> Activity
Please repeat the lines below exactly. Begin with the line containing "Please indicate the cloud" and go on through the line containing "Please indicate the rocky".
BEGIN
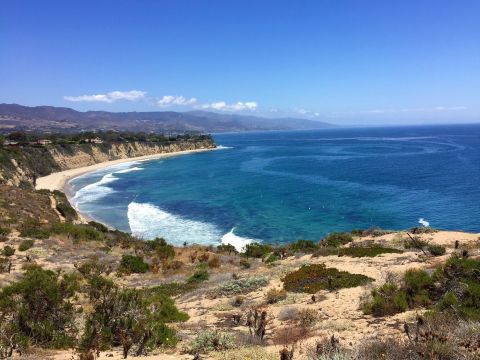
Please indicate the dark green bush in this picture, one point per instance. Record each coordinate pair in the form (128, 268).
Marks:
(227, 248)
(8, 251)
(4, 231)
(337, 239)
(25, 245)
(162, 249)
(453, 287)
(134, 319)
(436, 250)
(99, 226)
(257, 250)
(199, 275)
(245, 264)
(77, 232)
(39, 310)
(131, 264)
(66, 210)
(316, 277)
(306, 246)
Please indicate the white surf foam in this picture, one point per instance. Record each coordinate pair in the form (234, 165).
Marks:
(148, 221)
(95, 191)
(136, 168)
(237, 241)
(99, 189)
(423, 222)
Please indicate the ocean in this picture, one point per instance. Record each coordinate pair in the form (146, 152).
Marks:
(278, 187)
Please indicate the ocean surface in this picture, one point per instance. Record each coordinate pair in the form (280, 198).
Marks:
(278, 187)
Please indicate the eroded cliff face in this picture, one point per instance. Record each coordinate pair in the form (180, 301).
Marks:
(26, 164)
(94, 154)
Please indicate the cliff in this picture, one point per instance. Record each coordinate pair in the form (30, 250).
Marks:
(20, 166)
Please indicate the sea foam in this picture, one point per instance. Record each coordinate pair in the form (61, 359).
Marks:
(99, 189)
(148, 221)
(237, 241)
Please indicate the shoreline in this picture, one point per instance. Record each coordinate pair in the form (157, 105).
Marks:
(59, 180)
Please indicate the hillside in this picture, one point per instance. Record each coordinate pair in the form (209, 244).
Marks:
(22, 163)
(55, 119)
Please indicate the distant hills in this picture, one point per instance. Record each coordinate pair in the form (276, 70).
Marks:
(59, 119)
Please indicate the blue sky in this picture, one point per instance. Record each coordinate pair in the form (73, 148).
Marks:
(350, 62)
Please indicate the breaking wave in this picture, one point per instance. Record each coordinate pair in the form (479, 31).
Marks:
(147, 221)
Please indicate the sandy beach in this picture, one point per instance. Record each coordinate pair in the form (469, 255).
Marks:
(59, 180)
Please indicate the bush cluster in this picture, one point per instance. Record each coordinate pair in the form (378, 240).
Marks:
(26, 244)
(257, 250)
(454, 287)
(241, 286)
(131, 264)
(316, 277)
(8, 251)
(337, 239)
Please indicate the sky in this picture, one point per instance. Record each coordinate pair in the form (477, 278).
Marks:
(348, 62)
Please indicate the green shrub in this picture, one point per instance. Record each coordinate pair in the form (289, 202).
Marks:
(271, 258)
(198, 276)
(245, 264)
(77, 232)
(316, 277)
(66, 210)
(241, 286)
(337, 239)
(25, 245)
(162, 249)
(4, 231)
(257, 250)
(306, 246)
(39, 309)
(131, 264)
(386, 300)
(130, 318)
(436, 250)
(415, 242)
(275, 295)
(8, 251)
(227, 248)
(100, 227)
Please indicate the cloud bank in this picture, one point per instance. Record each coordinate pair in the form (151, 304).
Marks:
(165, 101)
(111, 97)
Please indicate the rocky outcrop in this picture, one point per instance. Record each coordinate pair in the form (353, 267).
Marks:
(22, 166)
(94, 154)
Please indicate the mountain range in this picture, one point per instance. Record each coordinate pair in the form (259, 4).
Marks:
(60, 119)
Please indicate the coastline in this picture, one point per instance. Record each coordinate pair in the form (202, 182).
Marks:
(59, 180)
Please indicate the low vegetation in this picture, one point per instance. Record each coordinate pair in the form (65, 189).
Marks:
(131, 264)
(336, 239)
(453, 287)
(316, 277)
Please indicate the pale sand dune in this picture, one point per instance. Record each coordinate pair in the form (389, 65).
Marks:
(57, 181)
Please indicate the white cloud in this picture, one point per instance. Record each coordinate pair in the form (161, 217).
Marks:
(239, 106)
(110, 97)
(451, 108)
(170, 100)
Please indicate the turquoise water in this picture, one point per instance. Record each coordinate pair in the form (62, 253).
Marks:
(278, 187)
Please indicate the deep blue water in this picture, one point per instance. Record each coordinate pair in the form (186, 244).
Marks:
(282, 186)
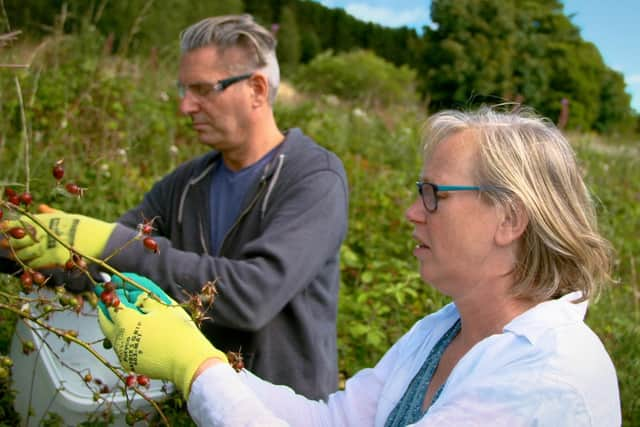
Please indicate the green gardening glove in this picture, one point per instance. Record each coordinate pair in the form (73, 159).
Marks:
(143, 330)
(132, 292)
(87, 236)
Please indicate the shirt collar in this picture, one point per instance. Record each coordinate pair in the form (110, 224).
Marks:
(535, 322)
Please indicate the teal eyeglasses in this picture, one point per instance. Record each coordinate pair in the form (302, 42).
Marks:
(429, 192)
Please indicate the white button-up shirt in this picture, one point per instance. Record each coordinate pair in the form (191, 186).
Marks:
(547, 368)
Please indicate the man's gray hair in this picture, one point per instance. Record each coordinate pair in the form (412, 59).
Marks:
(239, 31)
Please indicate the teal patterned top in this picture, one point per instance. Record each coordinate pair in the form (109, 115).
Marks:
(409, 408)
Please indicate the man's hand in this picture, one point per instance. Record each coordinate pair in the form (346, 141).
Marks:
(87, 236)
(154, 338)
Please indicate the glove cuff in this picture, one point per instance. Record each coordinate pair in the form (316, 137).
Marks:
(200, 351)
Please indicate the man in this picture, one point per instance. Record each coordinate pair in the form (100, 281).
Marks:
(262, 216)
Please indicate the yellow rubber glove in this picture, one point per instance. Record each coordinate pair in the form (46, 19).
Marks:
(87, 236)
(156, 339)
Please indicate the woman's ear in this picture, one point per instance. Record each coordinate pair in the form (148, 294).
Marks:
(513, 224)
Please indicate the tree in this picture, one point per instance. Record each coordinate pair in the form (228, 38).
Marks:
(488, 51)
(289, 44)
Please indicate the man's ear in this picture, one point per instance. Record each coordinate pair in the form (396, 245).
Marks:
(259, 89)
(513, 224)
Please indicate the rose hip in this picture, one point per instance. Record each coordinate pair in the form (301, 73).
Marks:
(26, 199)
(58, 170)
(143, 380)
(38, 278)
(74, 189)
(17, 232)
(130, 381)
(150, 244)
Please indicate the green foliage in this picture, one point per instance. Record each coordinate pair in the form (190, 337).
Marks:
(114, 121)
(289, 44)
(359, 75)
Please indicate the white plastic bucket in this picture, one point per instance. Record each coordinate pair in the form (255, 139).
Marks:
(51, 378)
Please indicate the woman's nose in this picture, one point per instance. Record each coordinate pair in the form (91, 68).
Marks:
(416, 212)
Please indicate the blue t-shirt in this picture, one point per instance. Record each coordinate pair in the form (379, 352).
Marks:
(228, 192)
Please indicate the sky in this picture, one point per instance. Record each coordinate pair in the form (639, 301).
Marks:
(611, 25)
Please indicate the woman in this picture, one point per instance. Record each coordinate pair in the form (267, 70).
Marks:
(505, 226)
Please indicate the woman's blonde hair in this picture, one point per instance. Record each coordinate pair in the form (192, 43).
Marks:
(528, 164)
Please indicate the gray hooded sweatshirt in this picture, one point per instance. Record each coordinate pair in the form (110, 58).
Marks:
(277, 273)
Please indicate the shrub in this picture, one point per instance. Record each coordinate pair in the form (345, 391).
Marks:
(360, 76)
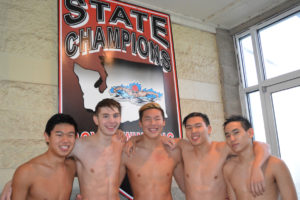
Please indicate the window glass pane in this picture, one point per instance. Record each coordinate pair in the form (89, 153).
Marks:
(248, 61)
(287, 108)
(256, 116)
(280, 45)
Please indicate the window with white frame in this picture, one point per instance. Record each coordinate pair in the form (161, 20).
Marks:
(269, 66)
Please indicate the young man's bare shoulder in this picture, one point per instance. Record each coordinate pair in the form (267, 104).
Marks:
(185, 145)
(275, 163)
(32, 167)
(81, 144)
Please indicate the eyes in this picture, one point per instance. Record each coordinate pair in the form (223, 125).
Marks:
(234, 133)
(148, 119)
(115, 115)
(61, 134)
(190, 127)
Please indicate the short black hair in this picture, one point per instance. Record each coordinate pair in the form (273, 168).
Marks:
(196, 114)
(60, 118)
(107, 103)
(148, 106)
(238, 118)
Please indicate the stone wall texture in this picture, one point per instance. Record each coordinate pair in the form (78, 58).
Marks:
(29, 74)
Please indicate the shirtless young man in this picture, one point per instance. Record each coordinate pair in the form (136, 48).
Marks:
(239, 134)
(50, 175)
(98, 157)
(151, 167)
(203, 161)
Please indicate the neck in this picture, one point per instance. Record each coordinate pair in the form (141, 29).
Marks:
(102, 138)
(54, 160)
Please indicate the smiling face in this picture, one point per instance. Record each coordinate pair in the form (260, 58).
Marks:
(152, 123)
(237, 138)
(108, 120)
(197, 131)
(62, 139)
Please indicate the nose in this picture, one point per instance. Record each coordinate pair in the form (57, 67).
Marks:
(232, 138)
(65, 138)
(194, 129)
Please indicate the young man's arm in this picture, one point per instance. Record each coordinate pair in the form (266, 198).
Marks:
(122, 169)
(284, 180)
(130, 145)
(179, 176)
(6, 192)
(21, 183)
(257, 180)
(230, 191)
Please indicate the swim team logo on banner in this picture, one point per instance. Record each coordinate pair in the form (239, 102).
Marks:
(112, 49)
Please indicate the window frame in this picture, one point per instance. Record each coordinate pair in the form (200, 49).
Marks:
(276, 83)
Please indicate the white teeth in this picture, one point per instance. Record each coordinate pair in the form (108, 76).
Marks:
(64, 147)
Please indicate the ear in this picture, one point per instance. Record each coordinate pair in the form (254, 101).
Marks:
(250, 132)
(95, 119)
(209, 128)
(47, 138)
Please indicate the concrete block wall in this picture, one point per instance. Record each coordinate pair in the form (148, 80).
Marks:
(29, 74)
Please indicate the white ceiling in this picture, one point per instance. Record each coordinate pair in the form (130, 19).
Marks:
(210, 14)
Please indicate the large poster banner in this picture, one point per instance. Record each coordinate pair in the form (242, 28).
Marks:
(112, 49)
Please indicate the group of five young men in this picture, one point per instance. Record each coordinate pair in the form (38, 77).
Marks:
(202, 168)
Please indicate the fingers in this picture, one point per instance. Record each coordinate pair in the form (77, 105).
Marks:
(78, 197)
(257, 188)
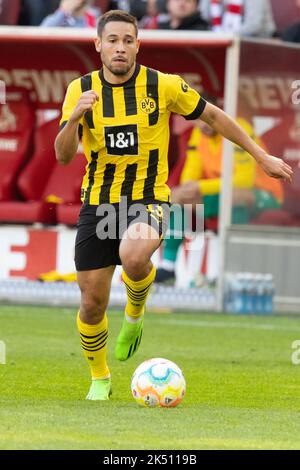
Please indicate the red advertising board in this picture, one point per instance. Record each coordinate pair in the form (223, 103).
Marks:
(45, 62)
(270, 98)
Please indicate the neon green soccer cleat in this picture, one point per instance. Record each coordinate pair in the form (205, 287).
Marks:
(100, 389)
(129, 339)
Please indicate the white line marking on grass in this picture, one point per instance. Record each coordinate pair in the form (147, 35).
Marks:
(219, 324)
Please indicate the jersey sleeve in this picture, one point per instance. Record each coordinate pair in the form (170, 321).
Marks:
(182, 99)
(72, 96)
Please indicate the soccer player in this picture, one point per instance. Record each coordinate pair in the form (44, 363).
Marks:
(122, 114)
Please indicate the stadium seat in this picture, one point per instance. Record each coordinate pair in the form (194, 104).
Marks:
(51, 191)
(32, 182)
(9, 11)
(285, 13)
(67, 209)
(17, 120)
(102, 4)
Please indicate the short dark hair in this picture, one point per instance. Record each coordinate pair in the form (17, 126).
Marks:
(115, 15)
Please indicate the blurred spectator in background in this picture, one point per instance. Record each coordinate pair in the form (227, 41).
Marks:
(141, 9)
(244, 17)
(9, 12)
(182, 15)
(34, 11)
(292, 33)
(73, 13)
(200, 183)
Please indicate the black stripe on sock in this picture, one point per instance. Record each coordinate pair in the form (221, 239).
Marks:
(92, 337)
(129, 353)
(135, 345)
(96, 341)
(92, 348)
(109, 174)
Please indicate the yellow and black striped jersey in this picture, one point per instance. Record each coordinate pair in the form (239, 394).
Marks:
(126, 136)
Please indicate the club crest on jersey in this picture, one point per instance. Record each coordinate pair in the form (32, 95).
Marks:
(148, 105)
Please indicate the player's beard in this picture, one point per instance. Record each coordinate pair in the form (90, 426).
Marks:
(119, 70)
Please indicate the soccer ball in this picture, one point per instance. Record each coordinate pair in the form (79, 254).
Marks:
(158, 382)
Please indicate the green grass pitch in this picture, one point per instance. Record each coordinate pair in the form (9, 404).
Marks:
(243, 392)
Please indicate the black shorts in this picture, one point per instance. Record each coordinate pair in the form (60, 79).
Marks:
(99, 234)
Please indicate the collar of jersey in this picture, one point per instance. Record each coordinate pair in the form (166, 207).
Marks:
(131, 79)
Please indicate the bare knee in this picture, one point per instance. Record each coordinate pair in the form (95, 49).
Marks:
(135, 263)
(92, 308)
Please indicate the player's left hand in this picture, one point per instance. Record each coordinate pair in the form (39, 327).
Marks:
(276, 168)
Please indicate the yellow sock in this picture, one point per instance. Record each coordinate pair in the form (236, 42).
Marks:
(94, 346)
(137, 293)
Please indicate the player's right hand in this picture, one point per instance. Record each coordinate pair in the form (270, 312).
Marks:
(84, 104)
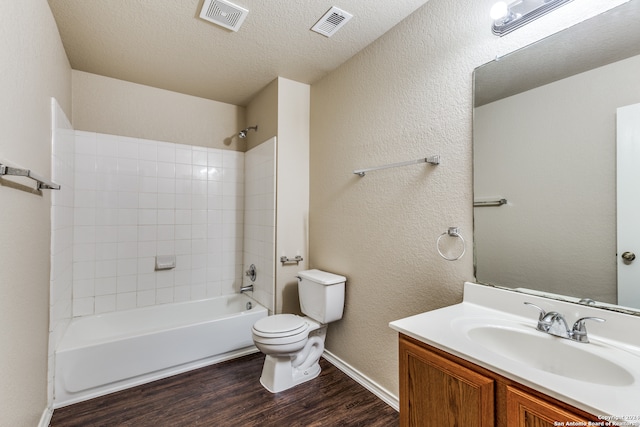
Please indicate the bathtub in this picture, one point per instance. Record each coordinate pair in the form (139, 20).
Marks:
(109, 352)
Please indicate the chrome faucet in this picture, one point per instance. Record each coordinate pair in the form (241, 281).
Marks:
(554, 323)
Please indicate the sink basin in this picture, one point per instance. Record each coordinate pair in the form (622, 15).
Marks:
(548, 353)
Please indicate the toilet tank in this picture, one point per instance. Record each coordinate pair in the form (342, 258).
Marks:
(321, 295)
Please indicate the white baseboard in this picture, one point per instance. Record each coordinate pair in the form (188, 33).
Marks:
(375, 388)
(45, 419)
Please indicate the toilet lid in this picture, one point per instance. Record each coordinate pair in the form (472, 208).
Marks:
(280, 325)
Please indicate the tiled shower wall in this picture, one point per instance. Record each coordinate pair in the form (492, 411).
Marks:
(135, 199)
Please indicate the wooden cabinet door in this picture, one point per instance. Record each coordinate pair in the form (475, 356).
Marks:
(525, 410)
(435, 391)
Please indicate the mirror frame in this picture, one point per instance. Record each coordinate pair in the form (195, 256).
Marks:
(492, 81)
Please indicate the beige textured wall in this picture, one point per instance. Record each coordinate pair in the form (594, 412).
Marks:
(262, 111)
(408, 95)
(105, 105)
(34, 69)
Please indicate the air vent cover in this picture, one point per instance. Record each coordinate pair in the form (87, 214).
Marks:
(223, 13)
(331, 22)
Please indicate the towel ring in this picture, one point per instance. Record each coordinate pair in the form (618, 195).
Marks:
(453, 232)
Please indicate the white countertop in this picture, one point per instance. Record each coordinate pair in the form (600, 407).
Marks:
(482, 304)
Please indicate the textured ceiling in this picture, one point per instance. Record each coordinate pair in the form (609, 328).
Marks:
(164, 43)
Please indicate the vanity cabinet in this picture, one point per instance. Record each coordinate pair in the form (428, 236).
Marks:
(439, 389)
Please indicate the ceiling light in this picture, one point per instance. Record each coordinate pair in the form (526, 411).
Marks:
(509, 17)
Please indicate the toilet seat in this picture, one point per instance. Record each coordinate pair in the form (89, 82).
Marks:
(280, 329)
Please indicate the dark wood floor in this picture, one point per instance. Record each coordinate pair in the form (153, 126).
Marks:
(230, 394)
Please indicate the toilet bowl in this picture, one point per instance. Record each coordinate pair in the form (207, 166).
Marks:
(294, 344)
(292, 355)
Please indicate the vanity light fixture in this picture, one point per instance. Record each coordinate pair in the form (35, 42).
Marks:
(508, 17)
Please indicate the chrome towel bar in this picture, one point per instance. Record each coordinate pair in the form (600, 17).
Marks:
(434, 160)
(490, 203)
(41, 183)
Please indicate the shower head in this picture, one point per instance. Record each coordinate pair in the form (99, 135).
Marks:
(243, 132)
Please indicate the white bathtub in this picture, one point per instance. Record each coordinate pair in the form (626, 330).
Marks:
(104, 353)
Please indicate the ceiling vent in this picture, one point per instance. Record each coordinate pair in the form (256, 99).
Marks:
(223, 13)
(331, 22)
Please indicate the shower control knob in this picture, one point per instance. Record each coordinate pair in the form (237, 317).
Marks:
(628, 256)
(251, 273)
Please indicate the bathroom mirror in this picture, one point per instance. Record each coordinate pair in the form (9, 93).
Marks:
(545, 141)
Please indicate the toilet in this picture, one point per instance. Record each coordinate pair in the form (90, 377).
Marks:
(293, 344)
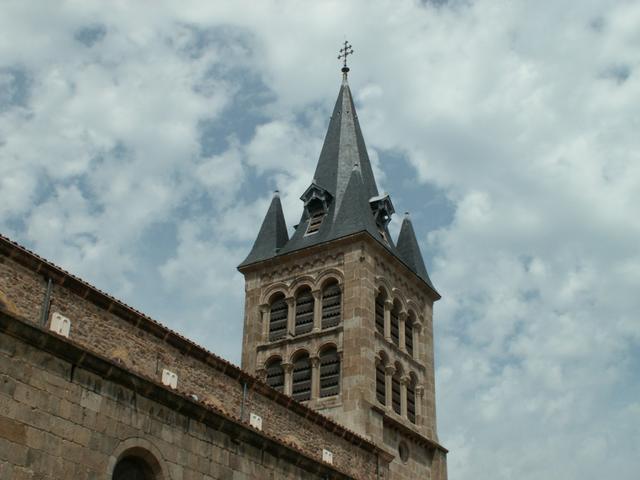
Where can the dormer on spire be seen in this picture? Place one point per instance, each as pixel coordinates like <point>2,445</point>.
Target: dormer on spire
<point>272,236</point>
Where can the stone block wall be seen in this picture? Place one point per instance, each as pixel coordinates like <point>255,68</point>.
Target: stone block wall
END
> Reply to the exercise
Please indicate the cloud bank in this picture, one point per instance. Record each coordinate pair in the form (151, 304).
Marks:
(165, 101)
(111, 97)
Please indicate the rocky outcrop in this picture, one point per instance. Record each coordinate pair in the form (353, 267).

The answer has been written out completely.